**Directions for this task**
Write out the records beneath this line exactly as they appear, minus any images.

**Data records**
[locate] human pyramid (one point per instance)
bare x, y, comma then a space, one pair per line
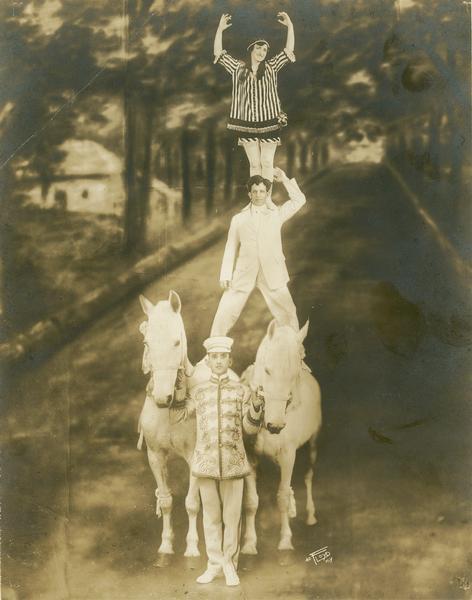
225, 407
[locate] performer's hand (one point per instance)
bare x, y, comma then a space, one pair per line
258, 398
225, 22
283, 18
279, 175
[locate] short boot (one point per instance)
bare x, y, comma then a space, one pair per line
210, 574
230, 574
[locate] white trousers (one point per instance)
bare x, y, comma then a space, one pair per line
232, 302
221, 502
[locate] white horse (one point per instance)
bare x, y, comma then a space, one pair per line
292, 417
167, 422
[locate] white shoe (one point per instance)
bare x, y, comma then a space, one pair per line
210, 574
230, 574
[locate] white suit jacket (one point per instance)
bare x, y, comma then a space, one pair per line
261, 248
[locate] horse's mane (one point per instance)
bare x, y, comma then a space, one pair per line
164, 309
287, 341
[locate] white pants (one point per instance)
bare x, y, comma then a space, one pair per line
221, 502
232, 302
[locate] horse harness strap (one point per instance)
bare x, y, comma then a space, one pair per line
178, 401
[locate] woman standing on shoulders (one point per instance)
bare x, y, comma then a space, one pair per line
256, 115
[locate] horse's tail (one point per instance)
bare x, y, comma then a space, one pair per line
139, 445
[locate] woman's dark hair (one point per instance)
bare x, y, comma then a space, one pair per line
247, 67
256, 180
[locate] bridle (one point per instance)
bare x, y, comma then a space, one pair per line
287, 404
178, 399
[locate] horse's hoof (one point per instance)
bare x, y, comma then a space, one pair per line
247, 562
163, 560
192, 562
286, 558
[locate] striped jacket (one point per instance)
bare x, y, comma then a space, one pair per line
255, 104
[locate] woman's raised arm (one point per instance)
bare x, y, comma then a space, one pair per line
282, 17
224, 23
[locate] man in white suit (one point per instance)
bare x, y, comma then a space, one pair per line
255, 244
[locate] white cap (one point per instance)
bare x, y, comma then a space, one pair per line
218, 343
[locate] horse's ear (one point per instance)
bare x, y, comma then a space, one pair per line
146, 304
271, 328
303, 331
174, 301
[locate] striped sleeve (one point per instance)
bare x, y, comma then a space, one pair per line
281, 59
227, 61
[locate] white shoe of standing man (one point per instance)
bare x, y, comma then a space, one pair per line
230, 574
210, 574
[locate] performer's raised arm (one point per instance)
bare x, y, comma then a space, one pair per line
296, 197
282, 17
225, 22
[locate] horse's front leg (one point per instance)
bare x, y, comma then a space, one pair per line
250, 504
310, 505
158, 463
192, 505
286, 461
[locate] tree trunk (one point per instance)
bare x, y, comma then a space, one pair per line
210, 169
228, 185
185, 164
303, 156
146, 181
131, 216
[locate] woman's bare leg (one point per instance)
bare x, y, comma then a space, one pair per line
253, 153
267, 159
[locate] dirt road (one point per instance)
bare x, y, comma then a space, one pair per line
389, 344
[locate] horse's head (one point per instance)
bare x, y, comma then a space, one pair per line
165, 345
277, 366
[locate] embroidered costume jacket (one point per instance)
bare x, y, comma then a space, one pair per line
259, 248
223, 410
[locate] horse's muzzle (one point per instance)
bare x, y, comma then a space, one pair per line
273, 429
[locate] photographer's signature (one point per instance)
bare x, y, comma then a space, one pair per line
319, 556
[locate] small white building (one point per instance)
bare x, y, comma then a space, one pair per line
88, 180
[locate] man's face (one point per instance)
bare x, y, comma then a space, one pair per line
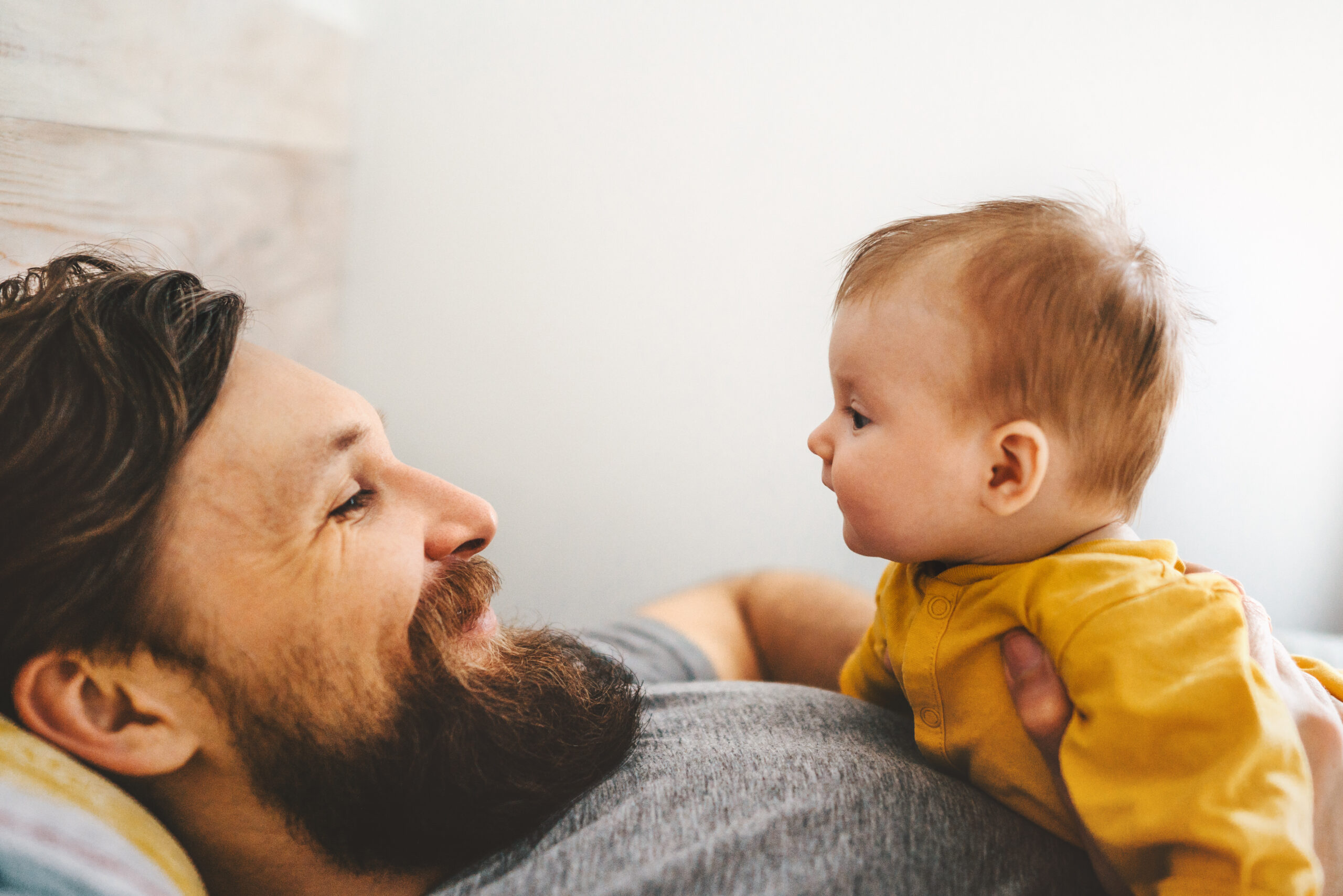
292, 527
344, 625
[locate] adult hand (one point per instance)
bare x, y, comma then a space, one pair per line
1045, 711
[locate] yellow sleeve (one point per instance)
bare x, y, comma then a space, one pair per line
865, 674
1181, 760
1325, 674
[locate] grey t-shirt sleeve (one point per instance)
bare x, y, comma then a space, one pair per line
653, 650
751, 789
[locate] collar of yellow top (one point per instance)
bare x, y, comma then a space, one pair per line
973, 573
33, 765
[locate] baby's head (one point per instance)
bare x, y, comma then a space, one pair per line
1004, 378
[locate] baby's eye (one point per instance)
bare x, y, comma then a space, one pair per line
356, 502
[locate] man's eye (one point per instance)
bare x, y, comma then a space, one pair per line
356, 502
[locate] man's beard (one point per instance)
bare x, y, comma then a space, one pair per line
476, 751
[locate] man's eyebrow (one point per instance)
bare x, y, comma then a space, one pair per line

**The result**
[locate] human pyramid (one point per instance)
bare x, y, comma then a space, one pair per line
225, 407
[locate] performer's hand (one point per instance)
bare x, y, comma then a space, one pair per line
258, 398
225, 22
283, 18
279, 175
[locate] short boot (one point per instance)
bare x, y, comma then a space, one pair per line
210, 574
230, 574
[locate] white trousers (one point per instance)
bare x, y, comma then a space, one pair per line
232, 302
221, 502
[locate] white horse (one point per instance)
bare x, y, comma then a space, one pair per line
292, 417
167, 422
[locate] white shoe (one point per instance)
bare x, y, comma then a space, one pair per line
210, 574
230, 574
[locate] white suit jacket (one point per instance)
bare x, y, comma then a space, one pair per line
261, 248
[locate] horse's mane (one point per instance)
bare x, y, comma then a space, one pair per line
164, 309
287, 341
[locate] white pants (one point per instance)
bare x, y, comma then a space, one pair per line
221, 502
232, 302
[locate] horse harness strap (one point per instance)
bare x, y, comma then a space, one pair per line
178, 401
[locate] woman standing on shoulders (one point per instance)
bare x, y, comma then a space, one pair per line
256, 115
[locate] horse's tail (one point per instance)
bare x, y, comma then a space, one pair per line
139, 445
[locate] woman's dark hair (one point per instance)
bare x, y, comma then a space, one pair per line
247, 67
256, 180
[locate] bridle (one point per instance)
bare x, y, comma then a space, one pair per line
287, 404
178, 399
[locate] horse's hoof (one point per instance)
bare x, y, comma then a space, one pair per line
247, 562
163, 560
192, 562
286, 558
[locate] striped jacket (one point per instance)
bare x, y, comma then a space, one pair per line
255, 104
[locate] woman's raised arm (one point per instance)
bare x, y, comma then a space, one pair per line
282, 17
224, 23
[locate] man in white suit (one point per instance)
bare x, y, comma then a space, one pair per line
255, 244
[locate] white cap (one point per instance)
bare x, y, comma then a space, one pair per line
218, 343
[locate] horse's ear (one point per instance)
bare x, y, comma then a space, one pair per line
146, 304
271, 328
303, 331
174, 301
[locate] striped sleeve (one point per instance)
bare x, y, comma then a space, one pair per line
281, 59
227, 61
[locate] white shoe of standing man (one point per instance)
bare x, y, comma then a space, one pair per line
230, 574
210, 574
[locate] performer's raised arm (one point per instance)
bare x, y, comma then a space, one pair per line
296, 197
282, 17
225, 22
[locate] horse's front leg (one point per instance)
bare x, y, comma then a space, one pair per line
250, 504
310, 505
158, 463
192, 505
286, 461
[locate] tree trunk (one point per instance)
bare x, y, comma then a space, one pair per line
210, 169
228, 185
185, 164
303, 156
146, 181
131, 216
[locate] woman's bare leg (one point per instance)
bare x, y, comma then a space, one pair per line
253, 153
267, 159
[locate] dirt road (one point per instance)
bare x, y, comma then a space, one pair per line
389, 344
[locate] horse's head (one point per instance)
bare x, y, comma then a space, one pair per line
165, 345
277, 366
[locate] embroidered costume jacket (one point per instance)
bare x, y, comma then a space, one pair per line
259, 248
223, 410
[locate] horse's muzzle (one point per instance)
bare x, y, comma then a space, one pair per line
273, 429
[locate] photographer's signature (one point per instance)
bare x, y, comma then a space, one pair per line
319, 556
[locate] small white building (one point per instance)
bare x, y, comma then a space, one pair per line
88, 180
[locate] man's face (one point per instance)
bare x, y, comma then a space, one pair per line
292, 527
344, 625
[locate] adult hand (one point per instance)
bare x, y, comma then a space, one pair per line
1045, 711
[locate] yellow sleeve (one point per instance)
bare x, y, comma then a space, one pair per line
865, 674
1181, 760
1325, 674
[locate] grey t-shirt sleeve (one point per instance)
bare x, y, comma then a space, one pair per line
653, 650
751, 789
[locate] collar of yellow top (one point per instance)
bare x, y, comma then a space, one pair per line
973, 573
33, 765
[locate] baby's head (one point per instance)
bare x, y, comma then a space, one pair per line
1004, 378
[locate] baby's eye (one point per instance)
bare x, y, comma then a space, one pair per line
356, 502
[locate] man's eye (one point per instance)
bare x, y, comma then a space, one pair per line
356, 502
[locate] man's beard (one point per instance)
bare x, y, comma then a space, one pair per line
476, 751
[locate] man's eyebrow (one point per instance)
bare x, y, comma then a space, one pair per line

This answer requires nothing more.